▶ Supplied entries:
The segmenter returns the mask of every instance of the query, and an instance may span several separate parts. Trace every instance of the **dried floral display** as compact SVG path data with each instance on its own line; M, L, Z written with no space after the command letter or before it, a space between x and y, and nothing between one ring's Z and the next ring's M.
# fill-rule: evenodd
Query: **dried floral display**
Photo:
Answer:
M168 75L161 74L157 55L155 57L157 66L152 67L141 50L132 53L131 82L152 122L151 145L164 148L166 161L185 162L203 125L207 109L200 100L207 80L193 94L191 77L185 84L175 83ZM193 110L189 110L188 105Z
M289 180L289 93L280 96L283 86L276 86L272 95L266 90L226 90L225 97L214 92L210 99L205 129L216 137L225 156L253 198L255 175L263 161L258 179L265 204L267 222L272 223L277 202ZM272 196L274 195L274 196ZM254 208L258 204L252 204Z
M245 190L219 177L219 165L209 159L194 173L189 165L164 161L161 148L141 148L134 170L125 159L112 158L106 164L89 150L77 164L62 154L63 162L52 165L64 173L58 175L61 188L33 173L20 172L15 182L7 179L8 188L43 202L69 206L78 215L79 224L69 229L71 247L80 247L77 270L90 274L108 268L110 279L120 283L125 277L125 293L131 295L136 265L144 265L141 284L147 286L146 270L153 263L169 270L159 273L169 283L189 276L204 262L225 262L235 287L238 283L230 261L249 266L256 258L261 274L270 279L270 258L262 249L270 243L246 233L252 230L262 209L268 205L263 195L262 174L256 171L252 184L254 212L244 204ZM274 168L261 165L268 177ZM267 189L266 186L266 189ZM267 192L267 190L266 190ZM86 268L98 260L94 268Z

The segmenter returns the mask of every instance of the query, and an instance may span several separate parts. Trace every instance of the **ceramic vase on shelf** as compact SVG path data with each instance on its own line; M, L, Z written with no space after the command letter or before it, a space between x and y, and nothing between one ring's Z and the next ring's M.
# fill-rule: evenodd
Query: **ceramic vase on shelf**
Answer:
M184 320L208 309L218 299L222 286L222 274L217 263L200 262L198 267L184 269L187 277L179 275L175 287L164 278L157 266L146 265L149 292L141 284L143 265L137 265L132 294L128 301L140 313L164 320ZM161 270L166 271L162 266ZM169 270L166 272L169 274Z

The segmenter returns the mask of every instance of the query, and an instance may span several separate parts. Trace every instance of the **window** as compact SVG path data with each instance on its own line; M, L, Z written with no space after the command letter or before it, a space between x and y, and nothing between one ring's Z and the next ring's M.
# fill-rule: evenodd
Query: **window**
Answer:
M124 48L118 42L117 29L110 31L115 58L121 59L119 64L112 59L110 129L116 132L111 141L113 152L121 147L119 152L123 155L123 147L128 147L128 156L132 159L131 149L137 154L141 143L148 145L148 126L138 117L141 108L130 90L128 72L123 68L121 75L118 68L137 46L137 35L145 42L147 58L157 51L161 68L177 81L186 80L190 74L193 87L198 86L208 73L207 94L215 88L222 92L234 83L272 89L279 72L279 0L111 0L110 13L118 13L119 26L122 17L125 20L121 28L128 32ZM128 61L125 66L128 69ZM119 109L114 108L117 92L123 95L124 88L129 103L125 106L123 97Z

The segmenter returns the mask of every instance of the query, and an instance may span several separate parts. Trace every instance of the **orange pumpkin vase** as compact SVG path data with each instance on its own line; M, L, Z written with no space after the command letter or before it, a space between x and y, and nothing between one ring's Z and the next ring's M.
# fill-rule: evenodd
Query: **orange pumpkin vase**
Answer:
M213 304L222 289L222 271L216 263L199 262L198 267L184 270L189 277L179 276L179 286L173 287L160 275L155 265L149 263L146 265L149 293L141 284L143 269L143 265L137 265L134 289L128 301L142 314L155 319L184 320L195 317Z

▶ What is being asked: Please rewrite the material above as a JSON list of strings, with one string for each line and no entries for blank lines.

▶ Response below:
[
  "The segmenter returns the mask of every instance of the query, and an instance may span several separate parts. Trace every instance of the **dried floral display** as compact SVG path data with each instance on its own line; M, L, Z written with no space after the command letter or before it, a space between x and y, and nothing between one ring's Z and the next ring's M.",
  "# fill-rule: evenodd",
  "Query: **dried floral display**",
  "Photo:",
  "Answer:",
  "M168 75L161 74L157 55L155 57L157 66L152 67L141 50L132 53L131 82L152 122L151 145L164 148L166 161L185 162L203 125L207 109L200 100L207 80L193 94L191 77L185 84L175 83ZM193 110L189 110L188 105Z",
  "M289 180L289 93L280 96L283 86L276 86L272 95L266 90L226 90L225 97L214 92L210 99L205 129L216 137L225 156L253 198L255 175L263 161L258 179L265 204L267 222L272 223L277 202ZM272 196L274 195L274 196ZM254 208L258 204L252 204Z",
  "M245 190L219 177L219 165L209 159L194 173L189 165L164 161L161 148L141 148L134 170L125 159L112 158L106 164L89 150L77 164L62 154L63 162L52 165L64 173L58 175L61 188L33 173L20 172L15 182L7 179L8 188L43 202L69 206L78 215L79 224L69 229L71 247L80 247L77 270L90 274L108 268L110 279L120 283L125 277L125 293L131 295L136 265L144 265L141 284L147 286L146 270L153 263L169 270L159 273L169 283L189 276L204 262L225 262L235 287L238 283L230 261L249 266L256 258L261 274L270 279L270 258L262 249L270 243L246 233L252 230L262 209L268 205L263 195L262 174L256 171L252 184L254 212L244 204ZM274 168L261 165L268 177ZM267 189L266 186L266 189ZM267 192L267 190L266 190ZM86 268L98 260L94 268Z",
  "The segmenter returns the mask of every instance of the query, and an instance may span several separate parts. Trace every instance of the **ceramic vase on shelf** as compact SVG path data with each instance on its own line; M, L, Z written with no space after the command letter or before it, a space between x and y, and nothing between one ring's Z and the next ring's M.",
  "# fill-rule: evenodd",
  "Query: **ceramic vase on shelf**",
  "Answer:",
  "M184 320L208 309L218 299L222 286L222 274L217 263L200 262L198 267L184 269L187 277L179 275L175 287L164 278L157 266L146 265L149 292L141 284L143 265L137 265L132 294L128 301L140 313L164 320ZM161 270L166 271L162 266ZM169 270L166 272L169 274Z",
  "The segmenter returns the mask of every instance of the query, and an instance may span several separate parts. Trace every instance of the **window** as compact SVG path data with each instance on its own line; M, L, Z written with no space after the command letter or before it, a space between x and y, and nothing between one ring's Z and the next ring's M.",
  "# fill-rule: evenodd",
  "Query: **window**",
  "Answer:",
  "M124 48L118 42L117 29L110 31L115 58L121 59L119 64L112 59L110 129L116 132L111 141L113 152L121 147L119 152L123 155L123 147L128 147L128 156L132 159L131 149L137 154L141 143L148 145L148 126L138 117L141 108L130 90L128 72L123 68L121 75L118 68L137 46L137 35L145 42L147 58L157 51L161 68L177 81L186 80L190 74L193 87L198 86L208 73L207 94L215 88L222 92L234 83L272 89L279 72L279 0L111 0L110 13L118 13L119 26L122 17L125 20L121 28L128 32ZM128 61L125 66L128 69ZM119 109L114 108L117 92L123 95L124 88L129 103L125 106L123 97Z",
  "The segmenter returns the mask of every instance of the query, and an instance may span several separate parts. Trace every instance of the **orange pumpkin vase** as compact SVG path data with each instance on its own line; M, L, Z written with no space after the command letter or before it, a space between x and y, and nothing between one ring's Z and the next ring's M.",
  "# fill-rule: evenodd",
  "Query: **orange pumpkin vase**",
  "Answer:",
  "M213 304L222 289L222 271L216 263L199 262L198 267L184 270L189 277L179 276L179 286L173 287L160 275L155 265L149 263L146 265L149 293L141 284L143 269L143 265L137 265L134 289L128 301L142 314L155 319L184 320L195 317Z"
]